» Short exercise
Find each line in the items below that contains the word "point" and copy those lines. Matches must have the same case.

» Supplied data
* * * *
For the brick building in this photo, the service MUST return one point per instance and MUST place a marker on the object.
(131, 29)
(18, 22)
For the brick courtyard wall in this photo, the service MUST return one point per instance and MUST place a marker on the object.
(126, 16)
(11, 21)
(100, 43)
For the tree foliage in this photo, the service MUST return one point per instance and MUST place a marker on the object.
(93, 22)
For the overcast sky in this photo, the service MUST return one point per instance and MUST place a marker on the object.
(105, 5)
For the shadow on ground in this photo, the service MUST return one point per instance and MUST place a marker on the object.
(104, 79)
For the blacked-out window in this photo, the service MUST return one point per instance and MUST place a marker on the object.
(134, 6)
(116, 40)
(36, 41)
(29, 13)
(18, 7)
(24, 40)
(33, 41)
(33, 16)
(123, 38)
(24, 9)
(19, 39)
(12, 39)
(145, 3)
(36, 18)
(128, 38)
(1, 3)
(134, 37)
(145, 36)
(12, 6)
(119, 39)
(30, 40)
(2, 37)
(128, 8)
* * * *
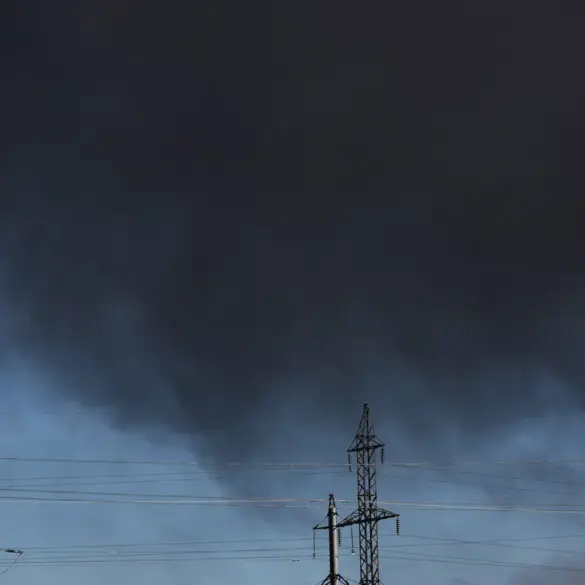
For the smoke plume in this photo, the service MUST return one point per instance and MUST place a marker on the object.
* * * *
» Reply to the exercise
For the brick building in this photo, the service MUST return one point per instance and MUST place a marker on the object.
For the brick courtyard wall in this photo, the service MUST return one point per instance and MUST place a marker on the object.
For the tree foliage in this photo, the service MUST return one point per instance and MUST place a marker on the object.
For the overcast sky in this photo, the service MUST return one point per instance and MUST place a marker on the object.
For the shadow on ground in this photo, the service MUST return one point per instance and MUST place a marker on the object.
For the blacked-out window in this photo, the service MUST return one point per instance and MUST place a marker on the object.
For the smoke plume in this photo, the service MUST return one point per instance and MUST place a marker on the object.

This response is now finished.